BEGIN Data for this task

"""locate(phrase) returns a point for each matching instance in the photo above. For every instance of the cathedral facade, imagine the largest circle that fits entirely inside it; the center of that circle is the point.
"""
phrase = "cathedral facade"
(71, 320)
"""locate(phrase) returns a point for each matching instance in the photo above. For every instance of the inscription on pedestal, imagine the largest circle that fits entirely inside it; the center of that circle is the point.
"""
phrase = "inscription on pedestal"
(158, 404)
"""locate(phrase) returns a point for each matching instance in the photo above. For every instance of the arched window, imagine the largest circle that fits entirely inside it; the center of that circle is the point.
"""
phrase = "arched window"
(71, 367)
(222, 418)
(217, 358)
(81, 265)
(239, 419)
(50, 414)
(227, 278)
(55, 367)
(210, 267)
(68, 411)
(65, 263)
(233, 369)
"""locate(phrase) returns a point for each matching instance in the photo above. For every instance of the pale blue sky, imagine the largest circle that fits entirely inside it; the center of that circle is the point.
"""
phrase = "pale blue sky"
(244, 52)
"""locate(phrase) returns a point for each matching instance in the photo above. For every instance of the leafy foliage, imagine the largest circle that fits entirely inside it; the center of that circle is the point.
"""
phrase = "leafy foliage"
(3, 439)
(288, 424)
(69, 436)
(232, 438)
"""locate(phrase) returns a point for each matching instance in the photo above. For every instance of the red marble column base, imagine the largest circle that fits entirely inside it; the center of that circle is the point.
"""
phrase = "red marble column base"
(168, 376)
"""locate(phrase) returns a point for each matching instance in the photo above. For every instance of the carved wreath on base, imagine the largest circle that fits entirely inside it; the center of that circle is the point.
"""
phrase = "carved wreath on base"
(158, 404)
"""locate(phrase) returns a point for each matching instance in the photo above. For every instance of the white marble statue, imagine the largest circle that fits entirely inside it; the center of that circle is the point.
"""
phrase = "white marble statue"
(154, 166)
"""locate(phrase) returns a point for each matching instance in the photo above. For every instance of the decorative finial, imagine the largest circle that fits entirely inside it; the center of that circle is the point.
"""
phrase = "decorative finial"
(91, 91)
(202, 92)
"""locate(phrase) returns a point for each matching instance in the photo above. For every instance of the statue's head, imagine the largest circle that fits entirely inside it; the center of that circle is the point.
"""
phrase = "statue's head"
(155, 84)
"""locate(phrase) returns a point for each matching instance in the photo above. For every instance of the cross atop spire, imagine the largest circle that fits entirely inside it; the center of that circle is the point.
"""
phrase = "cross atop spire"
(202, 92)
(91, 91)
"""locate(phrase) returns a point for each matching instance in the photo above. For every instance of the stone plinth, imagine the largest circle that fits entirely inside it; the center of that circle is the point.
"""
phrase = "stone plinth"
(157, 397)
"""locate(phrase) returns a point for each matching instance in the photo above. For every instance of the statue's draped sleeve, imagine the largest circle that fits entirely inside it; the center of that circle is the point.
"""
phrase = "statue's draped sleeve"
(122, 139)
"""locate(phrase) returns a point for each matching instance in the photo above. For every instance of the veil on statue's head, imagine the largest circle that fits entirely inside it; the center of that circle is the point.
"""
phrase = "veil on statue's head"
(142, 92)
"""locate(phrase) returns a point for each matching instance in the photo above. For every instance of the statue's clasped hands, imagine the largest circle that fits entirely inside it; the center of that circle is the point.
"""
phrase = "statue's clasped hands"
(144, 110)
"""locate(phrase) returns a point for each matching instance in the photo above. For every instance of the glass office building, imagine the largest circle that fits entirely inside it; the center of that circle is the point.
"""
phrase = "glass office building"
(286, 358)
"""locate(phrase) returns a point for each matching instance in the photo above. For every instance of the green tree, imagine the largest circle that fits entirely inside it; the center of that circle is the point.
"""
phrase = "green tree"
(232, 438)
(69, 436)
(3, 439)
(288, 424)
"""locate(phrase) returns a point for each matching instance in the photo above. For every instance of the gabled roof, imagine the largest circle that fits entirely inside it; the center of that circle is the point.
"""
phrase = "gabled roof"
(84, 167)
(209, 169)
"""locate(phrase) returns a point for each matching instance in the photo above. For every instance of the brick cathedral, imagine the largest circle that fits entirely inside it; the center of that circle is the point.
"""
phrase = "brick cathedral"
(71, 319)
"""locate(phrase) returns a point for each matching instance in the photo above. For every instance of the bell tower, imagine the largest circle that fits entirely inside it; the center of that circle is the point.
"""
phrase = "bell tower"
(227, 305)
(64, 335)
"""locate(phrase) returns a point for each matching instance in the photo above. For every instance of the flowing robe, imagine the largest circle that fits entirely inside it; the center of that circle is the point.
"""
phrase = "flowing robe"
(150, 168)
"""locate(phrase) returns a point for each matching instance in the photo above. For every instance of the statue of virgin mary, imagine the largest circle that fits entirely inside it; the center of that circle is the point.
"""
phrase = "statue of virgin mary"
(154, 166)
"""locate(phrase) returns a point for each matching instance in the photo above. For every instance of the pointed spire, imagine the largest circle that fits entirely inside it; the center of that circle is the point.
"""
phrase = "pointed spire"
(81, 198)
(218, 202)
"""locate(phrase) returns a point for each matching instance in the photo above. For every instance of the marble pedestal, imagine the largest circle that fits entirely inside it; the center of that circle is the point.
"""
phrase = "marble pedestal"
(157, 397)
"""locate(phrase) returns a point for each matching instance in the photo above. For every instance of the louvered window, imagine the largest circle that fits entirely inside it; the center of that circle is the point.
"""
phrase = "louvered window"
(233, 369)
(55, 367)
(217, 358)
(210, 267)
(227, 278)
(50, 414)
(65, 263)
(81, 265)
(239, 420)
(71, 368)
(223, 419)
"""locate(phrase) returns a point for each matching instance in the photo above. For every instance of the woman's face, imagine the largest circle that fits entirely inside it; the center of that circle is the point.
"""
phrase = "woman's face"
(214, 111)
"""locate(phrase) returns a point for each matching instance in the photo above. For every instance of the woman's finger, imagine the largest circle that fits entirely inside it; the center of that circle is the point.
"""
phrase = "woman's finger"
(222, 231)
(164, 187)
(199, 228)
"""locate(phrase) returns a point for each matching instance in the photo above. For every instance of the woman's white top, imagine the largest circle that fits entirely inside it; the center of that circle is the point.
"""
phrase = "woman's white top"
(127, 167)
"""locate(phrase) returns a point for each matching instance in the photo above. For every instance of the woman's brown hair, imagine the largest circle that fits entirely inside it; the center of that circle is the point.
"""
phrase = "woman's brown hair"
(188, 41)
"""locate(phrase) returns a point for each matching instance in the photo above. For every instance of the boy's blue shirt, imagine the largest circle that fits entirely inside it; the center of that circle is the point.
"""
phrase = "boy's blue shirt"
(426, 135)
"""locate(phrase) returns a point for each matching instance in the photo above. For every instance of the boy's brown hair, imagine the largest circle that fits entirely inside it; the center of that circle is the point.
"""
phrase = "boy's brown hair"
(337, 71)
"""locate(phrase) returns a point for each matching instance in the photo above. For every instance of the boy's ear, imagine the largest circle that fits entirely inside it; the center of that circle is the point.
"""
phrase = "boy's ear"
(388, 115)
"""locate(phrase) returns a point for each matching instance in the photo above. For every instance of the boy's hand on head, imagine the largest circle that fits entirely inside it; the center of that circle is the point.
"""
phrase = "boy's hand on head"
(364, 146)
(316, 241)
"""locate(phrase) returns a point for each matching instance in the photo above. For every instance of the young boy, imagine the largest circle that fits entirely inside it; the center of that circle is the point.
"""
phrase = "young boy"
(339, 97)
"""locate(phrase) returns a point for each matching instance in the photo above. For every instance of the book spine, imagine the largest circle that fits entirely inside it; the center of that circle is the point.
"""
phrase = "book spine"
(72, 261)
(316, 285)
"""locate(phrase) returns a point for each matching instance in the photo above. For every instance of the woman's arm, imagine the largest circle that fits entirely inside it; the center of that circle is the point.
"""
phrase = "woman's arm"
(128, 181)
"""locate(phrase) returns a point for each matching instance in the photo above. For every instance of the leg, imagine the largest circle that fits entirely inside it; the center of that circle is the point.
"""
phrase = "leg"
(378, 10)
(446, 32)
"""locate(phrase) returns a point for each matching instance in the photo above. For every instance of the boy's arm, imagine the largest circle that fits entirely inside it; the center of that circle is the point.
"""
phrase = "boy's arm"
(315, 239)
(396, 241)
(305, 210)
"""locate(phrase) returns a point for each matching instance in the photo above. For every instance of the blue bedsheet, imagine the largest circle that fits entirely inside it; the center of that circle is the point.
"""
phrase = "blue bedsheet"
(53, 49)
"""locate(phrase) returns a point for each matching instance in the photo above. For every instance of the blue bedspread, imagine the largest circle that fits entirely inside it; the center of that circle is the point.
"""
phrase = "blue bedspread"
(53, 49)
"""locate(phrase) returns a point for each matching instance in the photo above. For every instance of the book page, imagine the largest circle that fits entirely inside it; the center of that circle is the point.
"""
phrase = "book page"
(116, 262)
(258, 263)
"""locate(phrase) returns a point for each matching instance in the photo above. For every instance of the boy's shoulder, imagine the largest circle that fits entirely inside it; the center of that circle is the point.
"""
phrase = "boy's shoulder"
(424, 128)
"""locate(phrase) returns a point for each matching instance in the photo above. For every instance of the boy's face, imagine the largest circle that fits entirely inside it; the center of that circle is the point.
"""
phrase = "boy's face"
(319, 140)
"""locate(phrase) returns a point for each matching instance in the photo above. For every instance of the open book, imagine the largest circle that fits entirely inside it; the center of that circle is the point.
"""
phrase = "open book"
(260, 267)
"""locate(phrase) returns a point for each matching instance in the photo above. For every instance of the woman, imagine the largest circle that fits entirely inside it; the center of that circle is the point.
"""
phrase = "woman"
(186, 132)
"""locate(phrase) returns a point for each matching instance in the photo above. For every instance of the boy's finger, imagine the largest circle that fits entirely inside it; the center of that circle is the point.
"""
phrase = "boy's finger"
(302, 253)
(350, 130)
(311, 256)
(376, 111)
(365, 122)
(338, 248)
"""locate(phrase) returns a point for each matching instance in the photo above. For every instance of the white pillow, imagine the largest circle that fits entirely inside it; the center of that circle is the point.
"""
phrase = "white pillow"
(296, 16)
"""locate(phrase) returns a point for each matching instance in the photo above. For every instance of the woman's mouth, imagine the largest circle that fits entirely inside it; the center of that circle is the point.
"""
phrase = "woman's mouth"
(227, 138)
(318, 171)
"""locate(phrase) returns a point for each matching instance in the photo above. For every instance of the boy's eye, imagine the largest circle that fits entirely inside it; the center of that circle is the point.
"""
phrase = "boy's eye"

END Data for this task

=== Activity ===
Using the data above, print exactly the lines from the line that contains "of the pale" through the line that contains "the statue's head, imagine", with both included.

=== Result of this exercise ===
"""locate(phrase) returns a point for each matching instance in the photo above. For every instance of the pale blue sky, imagine the largest circle that fits entirely inside it; the center of that circle is the point.
"""
phrase = "pale blue sky"
(244, 52)
"""locate(phrase) returns a point for each matching instance in the photo above. For every instance of the leafy foliage, imagine the largest circle that fits entirely inside it; the center of that circle is the point.
"""
phrase = "leafy foliage"
(3, 439)
(288, 424)
(69, 436)
(232, 438)
"""locate(phrase) returns a point for each matching instance in the photo above. For every instance of the red marble column base, imagine the largest circle that fits entirely inside it; the center of that circle is the point.
"""
phrase = "red marble column base"
(168, 376)
"""locate(phrase) returns a point for each matching instance in the photo above. For every instance of the carved wreath on base, imagine the largest circle that fits entirely inside it; the center of that circle is the point.
"""
phrase = "carved wreath on base"
(158, 404)
"""locate(phrase) returns a point for each matching instance in the photo above. For every instance of the white marble statue, imagine the largest circle that fits entirely inside it; the center of that circle is the point.
"""
phrase = "white marble statue"
(154, 166)
"""locate(phrase) returns a point for each matching instance in the photo above. For every instance of the decorative finial, imagine the largest circle that fits entirely inside it; the center of that circle is the point.
"""
phrase = "decorative finial"
(91, 91)
(202, 92)
"""locate(phrase) returns a point for each matching instance in the photo above. For every instance of the statue's head, imagine the largest circle that fits entirely inside it; the center of that circle is the point.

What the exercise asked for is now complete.